▽

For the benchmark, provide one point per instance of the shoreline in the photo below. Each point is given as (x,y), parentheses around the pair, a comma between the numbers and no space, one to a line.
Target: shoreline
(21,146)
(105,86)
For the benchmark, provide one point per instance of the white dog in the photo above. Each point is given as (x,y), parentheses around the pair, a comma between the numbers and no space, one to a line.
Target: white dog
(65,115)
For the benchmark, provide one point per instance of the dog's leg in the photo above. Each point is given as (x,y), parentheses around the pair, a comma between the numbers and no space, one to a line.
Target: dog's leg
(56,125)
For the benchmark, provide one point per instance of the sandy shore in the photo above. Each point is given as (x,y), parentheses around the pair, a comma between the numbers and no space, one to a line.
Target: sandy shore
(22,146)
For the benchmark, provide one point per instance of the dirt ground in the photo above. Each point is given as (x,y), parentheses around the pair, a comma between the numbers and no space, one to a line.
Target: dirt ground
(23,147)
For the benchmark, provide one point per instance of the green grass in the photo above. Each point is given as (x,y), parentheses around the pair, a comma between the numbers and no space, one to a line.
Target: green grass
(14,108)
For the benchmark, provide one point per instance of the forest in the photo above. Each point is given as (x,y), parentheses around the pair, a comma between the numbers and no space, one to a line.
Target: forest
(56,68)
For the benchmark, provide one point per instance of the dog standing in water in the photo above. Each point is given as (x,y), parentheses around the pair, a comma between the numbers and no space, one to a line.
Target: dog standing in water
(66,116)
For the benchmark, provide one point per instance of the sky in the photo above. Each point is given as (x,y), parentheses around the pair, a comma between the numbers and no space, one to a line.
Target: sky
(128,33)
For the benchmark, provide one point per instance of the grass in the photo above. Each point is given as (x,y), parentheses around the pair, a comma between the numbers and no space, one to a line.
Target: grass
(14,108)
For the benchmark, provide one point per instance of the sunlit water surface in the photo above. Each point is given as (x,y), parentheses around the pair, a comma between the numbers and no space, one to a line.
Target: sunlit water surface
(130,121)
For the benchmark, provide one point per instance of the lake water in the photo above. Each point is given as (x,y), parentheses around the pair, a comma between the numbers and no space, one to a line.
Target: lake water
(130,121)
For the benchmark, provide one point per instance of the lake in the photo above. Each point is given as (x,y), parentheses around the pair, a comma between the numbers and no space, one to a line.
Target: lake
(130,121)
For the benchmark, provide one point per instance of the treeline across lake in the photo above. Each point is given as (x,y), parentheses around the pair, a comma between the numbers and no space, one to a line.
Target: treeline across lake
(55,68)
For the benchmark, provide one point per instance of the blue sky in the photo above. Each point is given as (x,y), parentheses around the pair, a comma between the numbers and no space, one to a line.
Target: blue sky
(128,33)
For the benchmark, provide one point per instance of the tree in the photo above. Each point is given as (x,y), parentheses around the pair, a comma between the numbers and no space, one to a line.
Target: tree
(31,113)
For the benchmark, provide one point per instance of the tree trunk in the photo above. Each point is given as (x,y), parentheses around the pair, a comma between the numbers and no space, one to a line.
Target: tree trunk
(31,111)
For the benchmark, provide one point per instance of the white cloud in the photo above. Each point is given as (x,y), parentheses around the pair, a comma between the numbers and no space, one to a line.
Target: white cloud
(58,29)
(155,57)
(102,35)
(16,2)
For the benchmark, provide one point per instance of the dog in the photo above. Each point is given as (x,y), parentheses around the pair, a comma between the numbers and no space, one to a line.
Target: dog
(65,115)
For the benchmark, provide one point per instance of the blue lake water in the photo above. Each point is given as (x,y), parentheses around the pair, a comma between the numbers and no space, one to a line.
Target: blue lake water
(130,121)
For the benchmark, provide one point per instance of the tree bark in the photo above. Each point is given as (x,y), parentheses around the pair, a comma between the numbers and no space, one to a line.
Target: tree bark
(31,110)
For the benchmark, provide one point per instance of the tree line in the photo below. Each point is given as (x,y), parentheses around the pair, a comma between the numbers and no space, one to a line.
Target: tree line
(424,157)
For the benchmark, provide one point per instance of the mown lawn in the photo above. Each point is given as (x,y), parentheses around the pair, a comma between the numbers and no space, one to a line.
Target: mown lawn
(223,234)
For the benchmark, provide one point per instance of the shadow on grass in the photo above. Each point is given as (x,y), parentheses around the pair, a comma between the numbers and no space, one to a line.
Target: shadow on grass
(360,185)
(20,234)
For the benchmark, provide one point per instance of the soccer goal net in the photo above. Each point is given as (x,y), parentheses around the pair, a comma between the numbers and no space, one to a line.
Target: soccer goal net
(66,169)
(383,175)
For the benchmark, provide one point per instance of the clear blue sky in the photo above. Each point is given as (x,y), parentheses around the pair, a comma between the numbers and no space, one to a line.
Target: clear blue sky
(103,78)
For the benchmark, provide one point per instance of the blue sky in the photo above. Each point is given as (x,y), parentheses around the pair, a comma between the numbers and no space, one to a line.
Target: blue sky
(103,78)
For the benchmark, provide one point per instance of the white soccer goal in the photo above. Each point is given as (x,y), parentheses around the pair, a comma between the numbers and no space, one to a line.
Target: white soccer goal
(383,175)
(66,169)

△

THE REQUEST
Copy the records above exactly as they appear.

TASK RESULT
For the benchmark, provide one point per instance of the shoreline in the photo below. Each point is given as (x,y), parentheses around the pair, a comma between the numbers and no space, one to a line.
Target: shoreline
(21,146)
(105,86)
For the benchmark, provide one point per instance of the white dog in the photo above. Each point is given as (x,y), parentheses around the pair, a comma between the numbers and no space, one to a line.
Target: white dog
(65,115)
For the benchmark, provide one point per instance of the dog's leg in the photo above. Each point is given as (x,y), parentheses around the pair, a comma between the numbers and no space, one to a line.
Target: dog's leg
(56,125)
For the benchmark, provide one point per instance of the sandy shore in the photo above. Each point is given as (x,y), parentheses around the pair, a comma between the numbers and no space, one to a line.
Target: sandy shore
(22,146)
For the benchmark, provide one point per instance of the dirt ground in the photo above. Each point is given as (x,y), parentheses around the pair, a comma between the numbers and no space, one to a line.
Target: dirt ground
(23,147)
For the benchmark, provide one point per instance of the green grass in the photo above. Each point is given as (x,y), parentheses around the pair, a comma between the numbers and no space, one to a line.
Target: green grass
(14,108)
For the benchmark, provide one point per instance of the forest in the photo above. Each point is given as (x,y), parentheses around the pair, a comma between the numbers and no space, one to a line.
Target: forest
(56,68)
For the benchmark, provide one point per instance of the dog standing in water in the photo above. Each point is given as (x,y), parentheses around the pair, a comma between the numbers and no space, one to a line.
Target: dog standing in water
(66,116)
For the benchmark, provide one point per instance of the sky in the photo above. Each point is given as (x,y), parentheses around the pair, a comma between the numbers and no space, one to a line.
Target: sky
(128,33)
For the benchmark, provide one point per instance of the grass in the photo above. Each point is given as (x,y), parentheses around the pair, a comma between the numbers and no space, one to a line.
Target: grass
(14,108)
For the benchmark, provide one point per instance of the sunlit water surface in the photo above. Each point is given as (x,y), parentheses around the pair, a comma between the numbers and no space, one to a line.
Target: sunlit water surface
(130,121)
For the benchmark, provide one point per instance of the lake water in the photo above. Each point is given as (x,y), parentheses around the pair, a comma between the numbers and no space, one to a line.
Target: lake water
(130,121)
For the benchmark, provide one point per instance of the lake in the photo above. Each point is given as (x,y), parentheses around the pair, a comma between the numbers and no space, one to a line.
Target: lake
(130,121)
For the benchmark, provide one point per instance of the treeline across lake in the photo above. Each point is given as (x,y), parentheses around the pair, a comma between the numbers and no space, one to a line.
Target: treeline across lake
(55,68)
For the benchmark, provide one point per instance of the blue sky in the photo above. Each point is given as (x,y), parentheses around the pair, a comma between the numbers and no space, one to a line.
Target: blue sky
(128,33)
For the benchmark, provide one point per instance of the tree in the photo above. Each point is given as (x,y), parentheses around the pair, a comma between the numbers and no space, one to a line.
Target: tree
(31,113)
For the benchmark, provide one point per instance of the tree trunk in the photo above. Each point is given as (x,y), parentheses around the pair, a comma between the numbers and no space, one to a line.
Target: tree trunk
(31,111)
For the benchmark, provide one point per instance of the white cloud in the photo above. Each point is given as (x,y), parentheses around the pair, a comma between the numbers and no space, one to a line.
Target: white cloud
(58,29)
(155,57)
(102,35)
(16,2)
For the benchmark, provide one point per instance of the dog in the photo above. Each point is given as (x,y), parentheses around the pair, a comma between the numbers and no space, one to a line.
Target: dog
(65,115)
For the benchmark, provide one point per instance of the blue lake water in the photo above. Each point is given as (x,y), parentheses around the pair, a comma between the numbers and no space, one to a line.
Target: blue lake water
(130,121)
For the benchmark, provide one point per instance of the tree bark in the photo above. Each point is given as (x,y), parentheses around the pair, a comma between the numbers and no space, one to a line.
Target: tree bark
(31,110)
For the benchmark, provide one point per instance of the tree line in the photo below. Each point is given as (x,y), parentheses around the pair, a comma between the numbers and no space, one to a line.
Target: tree line
(424,157)
For the benchmark, provide one point per instance of the mown lawn in the photo above. Each point is given as (x,y), parentheses around the pair, a comma between the numbers and no space, one to a line.
Target: mown lawn
(223,234)
For the benchmark, provide one point per instance of the shadow on grass in the photo above. Each point is given as (x,y), parentheses around the pair, a comma between the numbers and no space, one to a line.
Target: shadow on grass
(360,185)
(20,234)
For the benchmark, provide one point per instance of the soccer goal net in the photo above. Each point is given as (x,y), parentheses around the pair, a comma between the numbers and no space, one to a line.
Target: soccer goal net
(66,169)
(383,175)
For the benchmark, provide one point per instance of the clear blue sky in the photo above. Each point is given as (x,y), parentheses around the pair, a comma between the numbers and no space, one to a line.
Target: clear blue sky
(103,78)
For the benchmark, provide one point per instance of the blue sky in the photo above. Each point is given as (x,y), parentheses around the pair, a comma between the numbers and no space, one to a line.
Target: blue sky
(103,78)
For the benchmark, provide one point per instance of the white soccer goal in the photo above. Each point is given as (x,y), parentheses around the pair, a comma between the numbers and no space, one to a line.
Target: white soccer goal
(383,175)
(66,169)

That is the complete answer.